_SOURCE DATA:_
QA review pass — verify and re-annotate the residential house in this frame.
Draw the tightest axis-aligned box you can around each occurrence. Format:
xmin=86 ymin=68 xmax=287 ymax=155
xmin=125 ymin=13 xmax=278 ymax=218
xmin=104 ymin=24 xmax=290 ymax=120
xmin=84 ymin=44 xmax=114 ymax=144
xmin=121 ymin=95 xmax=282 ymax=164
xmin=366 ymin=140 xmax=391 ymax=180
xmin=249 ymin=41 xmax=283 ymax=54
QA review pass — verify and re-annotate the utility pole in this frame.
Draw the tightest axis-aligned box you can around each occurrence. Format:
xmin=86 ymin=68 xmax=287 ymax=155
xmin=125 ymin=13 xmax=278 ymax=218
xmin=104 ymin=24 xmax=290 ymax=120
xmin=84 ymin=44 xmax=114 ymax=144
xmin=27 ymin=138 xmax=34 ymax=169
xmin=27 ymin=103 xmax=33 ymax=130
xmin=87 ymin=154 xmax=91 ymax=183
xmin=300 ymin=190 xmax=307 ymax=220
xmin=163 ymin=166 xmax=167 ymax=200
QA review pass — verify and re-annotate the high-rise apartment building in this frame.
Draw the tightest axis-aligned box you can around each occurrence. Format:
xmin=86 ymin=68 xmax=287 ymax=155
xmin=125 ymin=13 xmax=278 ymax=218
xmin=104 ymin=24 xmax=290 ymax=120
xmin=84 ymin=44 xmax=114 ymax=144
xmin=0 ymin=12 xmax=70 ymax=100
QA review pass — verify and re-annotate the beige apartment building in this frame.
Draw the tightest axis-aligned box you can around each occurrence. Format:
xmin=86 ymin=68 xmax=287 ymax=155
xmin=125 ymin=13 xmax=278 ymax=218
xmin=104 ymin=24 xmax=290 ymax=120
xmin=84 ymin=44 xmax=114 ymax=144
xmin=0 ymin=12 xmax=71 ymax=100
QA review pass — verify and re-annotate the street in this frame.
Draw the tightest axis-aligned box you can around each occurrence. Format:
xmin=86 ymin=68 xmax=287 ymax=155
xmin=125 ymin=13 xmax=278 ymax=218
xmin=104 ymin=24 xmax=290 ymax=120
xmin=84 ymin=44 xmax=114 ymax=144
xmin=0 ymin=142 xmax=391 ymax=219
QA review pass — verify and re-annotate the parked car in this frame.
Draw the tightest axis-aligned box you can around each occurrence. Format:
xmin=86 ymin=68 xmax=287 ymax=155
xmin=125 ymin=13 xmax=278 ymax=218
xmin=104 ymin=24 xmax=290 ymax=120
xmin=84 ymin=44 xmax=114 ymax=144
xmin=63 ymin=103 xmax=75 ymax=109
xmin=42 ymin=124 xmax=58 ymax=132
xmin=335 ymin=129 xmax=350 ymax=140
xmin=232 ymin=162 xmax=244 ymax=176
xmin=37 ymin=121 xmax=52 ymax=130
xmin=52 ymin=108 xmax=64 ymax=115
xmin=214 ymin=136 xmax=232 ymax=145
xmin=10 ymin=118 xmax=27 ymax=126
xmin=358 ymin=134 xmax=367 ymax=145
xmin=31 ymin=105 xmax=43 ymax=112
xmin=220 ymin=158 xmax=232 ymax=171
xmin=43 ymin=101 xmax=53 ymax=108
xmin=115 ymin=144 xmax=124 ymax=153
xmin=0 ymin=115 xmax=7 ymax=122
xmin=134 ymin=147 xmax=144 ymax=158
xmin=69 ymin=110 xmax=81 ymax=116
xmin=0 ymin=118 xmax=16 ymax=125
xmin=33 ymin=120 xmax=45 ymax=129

_TASK DIRECTIONS:_
Turn all of the data above into a numbered list with one line per entry, and leave out any blank lines.

_FINISHED ANSWER:_
1. QA review pass — verify and re-annotate the residential house in this frame.
2. Draw the tightest axis-aligned box you can around each occurrence. Format:
3. xmin=86 ymin=68 xmax=287 ymax=155
4. xmin=125 ymin=13 xmax=278 ymax=218
5. xmin=104 ymin=24 xmax=290 ymax=120
6. xmin=84 ymin=44 xmax=114 ymax=144
7. xmin=121 ymin=95 xmax=282 ymax=164
8. xmin=366 ymin=140 xmax=391 ymax=180
9. xmin=249 ymin=41 xmax=283 ymax=54
10. QA review pass — verify and re-annotate the utility pole in this frame.
11. Draw the tightest axis-aligned box you can around each occurrence. Format:
12. xmin=86 ymin=68 xmax=287 ymax=155
13. xmin=125 ymin=13 xmax=278 ymax=218
14. xmin=104 ymin=24 xmax=290 ymax=120
15. xmin=84 ymin=44 xmax=114 ymax=144
16. xmin=27 ymin=138 xmax=34 ymax=169
17. xmin=27 ymin=103 xmax=33 ymax=130
18. xmin=87 ymin=154 xmax=91 ymax=183
19. xmin=300 ymin=190 xmax=307 ymax=220
20. xmin=163 ymin=166 xmax=167 ymax=200
21. QA review pass — verify and re-annotate the high-rise apartment building in this frame.
22. Draw the tightest axis-aligned box you can around each occurrence. Format:
23. xmin=86 ymin=68 xmax=287 ymax=155
24. xmin=125 ymin=13 xmax=278 ymax=218
25. xmin=104 ymin=24 xmax=290 ymax=120
26. xmin=84 ymin=44 xmax=114 ymax=144
27. xmin=0 ymin=12 xmax=70 ymax=100
28. QA review pass — verify and re-annotate the beige apartment building in this frame.
29. Draw the tightest axis-aligned box you can around each occurrence. Format:
30. xmin=86 ymin=68 xmax=287 ymax=155
31. xmin=125 ymin=13 xmax=278 ymax=218
32. xmin=104 ymin=24 xmax=290 ymax=120
33. xmin=84 ymin=44 xmax=114 ymax=144
34. xmin=0 ymin=12 xmax=71 ymax=100
35. QA review pass — verify and re-annotate the street in this frame.
36. Draw the tightest axis-aligned box you can around each occurrence. Format:
37. xmin=86 ymin=68 xmax=287 ymax=155
38. xmin=125 ymin=13 xmax=278 ymax=218
39. xmin=104 ymin=24 xmax=290 ymax=120
40. xmin=84 ymin=44 xmax=114 ymax=144
41. xmin=0 ymin=142 xmax=391 ymax=219
42. QA review pass — verify and re-annotate the parked car in this frame.
43. Draw the tightest axis-aligned box you can around each occurrence. Format:
44. xmin=86 ymin=68 xmax=287 ymax=155
45. xmin=125 ymin=13 xmax=278 ymax=218
46. xmin=104 ymin=24 xmax=290 ymax=120
47. xmin=84 ymin=44 xmax=114 ymax=144
48. xmin=63 ymin=103 xmax=75 ymax=109
49. xmin=42 ymin=124 xmax=58 ymax=132
50. xmin=335 ymin=129 xmax=350 ymax=140
51. xmin=232 ymin=162 xmax=244 ymax=176
52. xmin=37 ymin=121 xmax=52 ymax=130
53. xmin=52 ymin=108 xmax=64 ymax=115
54. xmin=214 ymin=136 xmax=232 ymax=145
55. xmin=10 ymin=118 xmax=27 ymax=126
56. xmin=358 ymin=134 xmax=367 ymax=145
57. xmin=31 ymin=105 xmax=43 ymax=112
58. xmin=220 ymin=158 xmax=232 ymax=171
59. xmin=43 ymin=101 xmax=53 ymax=108
60. xmin=115 ymin=144 xmax=124 ymax=153
61. xmin=0 ymin=115 xmax=7 ymax=122
62. xmin=134 ymin=147 xmax=144 ymax=158
63. xmin=69 ymin=110 xmax=81 ymax=116
64. xmin=0 ymin=118 xmax=16 ymax=125
65. xmin=33 ymin=120 xmax=45 ymax=129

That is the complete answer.